### Excerpted passage
++++++
Oil prices staying at $122 per barrel will cost the Egyptian budget $7.2 billion, Egyptian Finance Minister has told CNBC Arabia.
Egypt’s Finance Minister Mohamed Maait said Sunday that higher global wheat prices and pressure on the Egyptian pound would burden the government with an additional $3 billion, CNBC Arabia reported.
Egypt will need around USD 10 bn next fiscal year for wheat and oil, and the country could face an extra USD 10.2 bn burden next fiscal year if wheat and oil prices remain at their current high price, Mohamed Maait said in anterview with CNBC Arabia .
Talking about the wheat bill, Maait said some USD 3 bn more would be needed for imported wheat in FY 2022-2023, split equally between public and private purchases. Maait puts current prices at around USD 500 per ton — around double the upper range of what wheat had cost us on the international markets before the recent price squeeze, he says.
Multiply the USD 250-per ton difference by around 12 mn tons we import in a year (split equally between public and private-sector purchases) for the USD 3 bn figure.
On oil, Maait said he estimates that additional oil import costs could come in at around USD 7.2 bn.
“It’s the same story as with wheat — prices have doubled on the USD 60/bbl price that the government had penciled in for this fiscal year. We import around 120 mn barrels of oil a year, making for an EGP 7.2 bn additional annual cost. Brent crude closed at USD 122 per barrel yesterday,” he said .
The Egyptian government has already estimated rising global wheat prices on the back of the war to cost it an additional EGP 15 bn this fiscal year, penciling in the cost at around USD 350 per ton. We should get clarity on when the budget for this fiscal year closes, estimated sometime in the coming months, Maait said.
According to Maait, the rising wheat prices don’t only add an additional burden on the state budget, but pressure prices in the wider market and the local currency.
The figures are higher than those penciled in for the draft FY2022-2023 budget, which is currently making its way through the House of Representatives.
++++++
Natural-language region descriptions

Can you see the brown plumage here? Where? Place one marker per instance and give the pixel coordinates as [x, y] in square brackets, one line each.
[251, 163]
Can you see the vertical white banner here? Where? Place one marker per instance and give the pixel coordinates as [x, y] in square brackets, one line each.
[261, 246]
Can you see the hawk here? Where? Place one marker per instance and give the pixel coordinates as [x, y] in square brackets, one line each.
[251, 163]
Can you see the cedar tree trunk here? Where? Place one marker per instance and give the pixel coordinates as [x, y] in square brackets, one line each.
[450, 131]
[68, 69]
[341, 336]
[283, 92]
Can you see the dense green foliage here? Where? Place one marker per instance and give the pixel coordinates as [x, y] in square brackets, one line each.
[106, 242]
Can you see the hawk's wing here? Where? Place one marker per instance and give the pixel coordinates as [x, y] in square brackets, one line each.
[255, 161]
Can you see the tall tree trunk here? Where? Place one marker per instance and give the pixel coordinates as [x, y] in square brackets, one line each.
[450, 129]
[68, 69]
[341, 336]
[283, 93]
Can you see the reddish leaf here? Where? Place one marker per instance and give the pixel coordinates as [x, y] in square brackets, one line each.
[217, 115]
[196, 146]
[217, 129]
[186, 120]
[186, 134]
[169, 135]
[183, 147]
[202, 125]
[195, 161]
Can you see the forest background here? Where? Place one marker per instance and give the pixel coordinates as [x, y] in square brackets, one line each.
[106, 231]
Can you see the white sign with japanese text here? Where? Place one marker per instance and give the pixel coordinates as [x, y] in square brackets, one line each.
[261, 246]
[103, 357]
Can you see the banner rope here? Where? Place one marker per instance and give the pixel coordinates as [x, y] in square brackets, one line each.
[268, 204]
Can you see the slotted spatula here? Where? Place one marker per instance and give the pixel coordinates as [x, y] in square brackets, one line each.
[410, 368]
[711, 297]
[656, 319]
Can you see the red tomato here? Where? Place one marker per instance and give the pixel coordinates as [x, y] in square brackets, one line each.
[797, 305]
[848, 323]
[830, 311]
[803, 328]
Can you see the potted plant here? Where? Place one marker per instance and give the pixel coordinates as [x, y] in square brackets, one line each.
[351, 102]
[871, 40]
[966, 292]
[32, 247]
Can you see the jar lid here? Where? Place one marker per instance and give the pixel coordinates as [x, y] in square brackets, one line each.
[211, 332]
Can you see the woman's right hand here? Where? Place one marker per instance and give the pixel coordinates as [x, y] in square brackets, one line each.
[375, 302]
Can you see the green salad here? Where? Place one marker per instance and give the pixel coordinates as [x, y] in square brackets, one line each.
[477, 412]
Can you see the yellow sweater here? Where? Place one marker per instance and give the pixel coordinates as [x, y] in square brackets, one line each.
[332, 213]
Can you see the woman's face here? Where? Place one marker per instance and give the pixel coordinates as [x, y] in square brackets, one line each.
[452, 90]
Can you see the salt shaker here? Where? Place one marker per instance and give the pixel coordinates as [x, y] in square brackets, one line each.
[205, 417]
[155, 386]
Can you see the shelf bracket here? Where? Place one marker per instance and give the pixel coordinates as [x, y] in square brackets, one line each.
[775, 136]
++++++
### Tasks to carry out
1. Can you rewrite the paragraph beginning "The Egyptian government has already estimated" in the article on Egypt's wheat and oil costs as a short list that keeps its main facts?
2. Would you go on with the article on Egypt's wheat and oil costs from the point where it stops?

### Written responses
1.
- The government has already estimated that rising global wheat prices driven by the war will cost it an extra EGP 15 bn this fiscal year.
- It has put the cost at around USD 350 per ton.
- Maait said there should be clarity once this fiscal year's budget closes, expected sometime in the coming months.

2.
The budget assumes an average price of USD 330 per ton of wheat (up from USD 255 this fiscal year), and USD 80 per barrel of oil — estimates that came in for criticism from some MPs as leading to unrealistically low allocations for state purchases in the budget.
The allocations are tentative and could still be changed up until the budget is passed, most likely before the new fiscal year begins in July.
“War in Ukraine has sent commodities prices rocketing — and we’re particularly vulnerable to the impacts,” Maait said.
As the world’s largest importer of wheat, Egyptians usually source north of 80% of our grain imports from Russia and Ukraine. Egypt is also a net oil importer, leaving the country vulnerable to the price squeeze that began as a result of a demand-supply imbalance during the post-pandemic recovery and has been exacerbated by the war, which has seen Europe pledge to wean itself off Russian fossil fuels.
Maait alleged that this crisis is not the result of “interior politics” but because of international market price hikes in wheat ang energy.
Meanwhile, some 63k tons of French wheat has landed at Red Sea’s Safaga Port, according to Al Masry Al Youm newspaper.
The shipment is part of the 350k tons of wheat from France, Russia, and Bulgaria that GASC bought in April, in its first tender since war broke out in Europe’s breadbasket.
Egypt has been suffering from a shortage of foreign currency since the coronavirus pandemic chased away many tourists, international portfolio investors withdrew funds and the Ukrainian crisis pushed up commodity import prices.